> **Job**
Report every line in the rows below that contains the word "reflection". Copy each such line in full.

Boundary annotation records
-=-=-=-=-
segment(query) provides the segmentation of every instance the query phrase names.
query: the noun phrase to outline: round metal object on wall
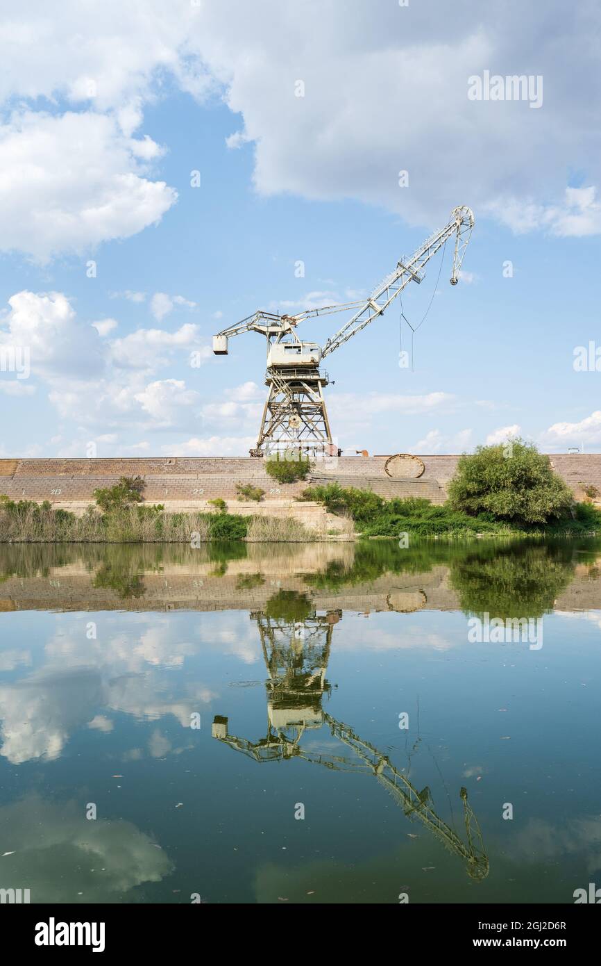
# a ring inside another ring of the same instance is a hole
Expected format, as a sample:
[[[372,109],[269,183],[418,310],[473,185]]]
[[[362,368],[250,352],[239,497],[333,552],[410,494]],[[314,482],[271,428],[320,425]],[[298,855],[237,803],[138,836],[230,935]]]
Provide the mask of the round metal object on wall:
[[[384,464],[384,469],[394,480],[417,480],[425,467],[419,456],[396,453],[396,456],[389,456]]]

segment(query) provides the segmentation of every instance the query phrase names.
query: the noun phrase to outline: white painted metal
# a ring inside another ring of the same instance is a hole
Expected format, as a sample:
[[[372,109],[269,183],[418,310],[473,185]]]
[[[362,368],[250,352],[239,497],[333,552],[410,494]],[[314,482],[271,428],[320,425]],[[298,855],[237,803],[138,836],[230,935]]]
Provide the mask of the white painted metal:
[[[453,236],[451,284],[456,285],[473,228],[472,210],[465,206],[454,208],[449,223],[426,239],[409,258],[400,259],[369,298],[307,309],[297,315],[281,316],[260,309],[213,336],[216,355],[228,355],[228,338],[232,335],[253,331],[267,339],[265,384],[269,392],[257,448],[251,450],[252,455],[262,456],[265,449],[290,447],[314,454],[332,452],[332,433],[323,399],[323,386],[329,380],[327,373],[319,372],[321,359],[381,316],[409,282],[419,284],[427,263]],[[296,334],[296,327],[307,319],[345,310],[353,312],[350,319],[321,349],[314,342],[301,341]]]

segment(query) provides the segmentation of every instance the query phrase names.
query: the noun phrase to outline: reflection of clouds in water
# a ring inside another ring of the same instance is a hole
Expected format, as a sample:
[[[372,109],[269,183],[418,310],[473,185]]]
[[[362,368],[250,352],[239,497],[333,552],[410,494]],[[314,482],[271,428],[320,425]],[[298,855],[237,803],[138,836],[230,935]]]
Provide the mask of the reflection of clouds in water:
[[[158,627],[155,615],[135,623],[136,636],[118,634],[103,639],[99,634],[89,640],[86,620],[78,637],[70,622],[69,633],[57,633],[44,648],[44,668],[0,686],[0,754],[14,764],[57,758],[78,727],[111,729],[110,718],[99,711],[146,721],[174,715],[188,727],[190,715],[217,696],[200,682],[173,675],[173,668],[198,645],[180,643],[167,619],[159,619]]]
[[[20,764],[29,758],[58,758],[69,733],[90,720],[102,702],[96,670],[71,673],[43,669],[24,681],[0,687],[4,719],[0,753]]]
[[[228,613],[230,626],[223,627],[223,612],[204,614],[205,620],[199,627],[199,638],[208,647],[221,654],[232,654],[244,664],[255,664],[262,660],[260,639],[257,621],[251,620],[245,611],[231,611]]]
[[[586,857],[588,872],[601,867],[600,816],[574,818],[562,826],[531,818],[506,846],[507,857],[519,863],[548,862],[560,855],[578,853]]]
[[[0,809],[7,851],[4,888],[30,889],[32,902],[111,902],[145,882],[160,882],[174,864],[149,836],[122,820],[88,820],[81,804],[30,796]],[[78,895],[78,893],[83,893]]]
[[[45,653],[51,661],[65,665],[85,665],[104,667],[110,665],[114,673],[139,672],[148,666],[179,668],[186,657],[195,653],[197,647],[179,639],[178,627],[168,617],[127,614],[127,631],[117,634],[106,633],[109,621],[96,623],[96,638],[89,640],[86,637],[87,616],[82,616],[79,635],[72,622],[68,630],[59,631],[45,645]],[[134,619],[131,620],[130,616]]]
[[[601,630],[601,611],[554,611],[553,614],[571,620],[588,620]]]
[[[0,650],[0,670],[14,670],[21,664],[31,667],[31,651]]]
[[[398,626],[398,616],[393,632],[384,629],[386,615],[379,615],[375,620],[373,617],[365,619],[353,619],[352,614],[344,614],[344,622],[336,628],[332,638],[332,646],[337,651],[400,651],[412,647],[427,647],[436,651],[446,651],[457,644],[463,644],[467,640],[461,639],[444,638],[440,634],[432,633],[424,627],[419,625],[405,625],[402,630]],[[338,633],[337,633],[338,632]],[[467,635],[467,632],[466,632]]]

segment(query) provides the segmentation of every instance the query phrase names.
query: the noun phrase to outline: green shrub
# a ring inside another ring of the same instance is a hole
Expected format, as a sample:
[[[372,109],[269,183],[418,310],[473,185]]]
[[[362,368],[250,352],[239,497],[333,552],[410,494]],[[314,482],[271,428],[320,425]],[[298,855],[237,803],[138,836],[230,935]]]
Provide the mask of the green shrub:
[[[307,479],[311,461],[300,449],[287,449],[265,457],[265,469],[278,483],[296,483]]]
[[[265,496],[264,490],[261,490],[260,486],[253,486],[251,483],[236,483],[235,492],[238,495],[240,502],[245,499],[252,499],[256,503],[260,503]]]
[[[141,502],[144,486],[143,480],[135,480],[132,476],[120,476],[119,483],[115,486],[95,490],[94,498],[105,513],[120,510],[131,506],[132,503]]]
[[[217,497],[216,499],[209,499],[208,502],[210,503],[211,506],[214,506],[215,509],[219,510],[220,513],[227,513],[228,504],[226,503],[225,499],[221,498],[221,497]]]
[[[208,531],[211,540],[244,540],[247,518],[230,513],[211,513],[208,518]]]
[[[478,446],[461,456],[449,486],[450,505],[471,516],[490,512],[518,526],[567,519],[574,497],[549,457],[522,440],[508,446]]]

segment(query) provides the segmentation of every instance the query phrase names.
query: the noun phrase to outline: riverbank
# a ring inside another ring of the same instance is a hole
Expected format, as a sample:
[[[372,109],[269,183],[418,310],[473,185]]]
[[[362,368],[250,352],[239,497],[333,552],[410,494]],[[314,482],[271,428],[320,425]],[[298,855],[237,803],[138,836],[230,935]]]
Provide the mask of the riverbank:
[[[32,501],[0,502],[0,543],[179,543],[211,541],[312,543],[326,537],[289,516],[166,513],[160,506],[127,506],[82,515]]]
[[[294,517],[244,515],[215,510],[211,513],[169,513],[146,504],[102,513],[90,506],[76,515],[68,510],[31,501],[0,501],[0,543],[188,544],[210,542],[315,543],[354,540],[395,540],[408,546],[416,539],[481,540],[485,538],[594,537],[601,533],[601,512],[589,504],[576,504],[574,518],[538,526],[515,526],[483,517],[469,517],[446,505],[426,500],[394,501],[369,505],[363,495],[360,506],[332,508],[324,520],[335,526],[307,526]]]

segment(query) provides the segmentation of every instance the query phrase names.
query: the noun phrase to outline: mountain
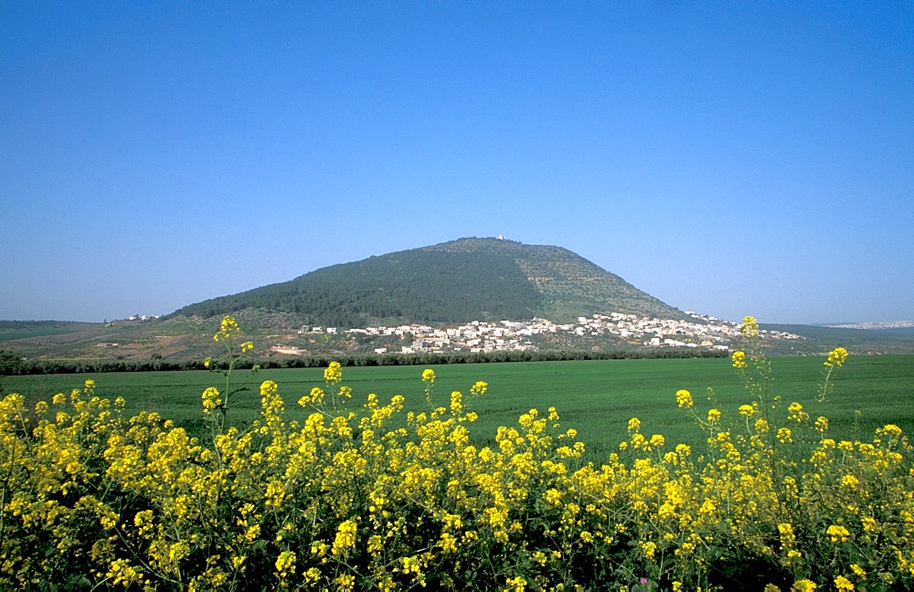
-=-=-=-=-
> **Answer**
query: the noun phrase to outline: reflection of clouds in water
Provide the mask of the reflection of clouds in water:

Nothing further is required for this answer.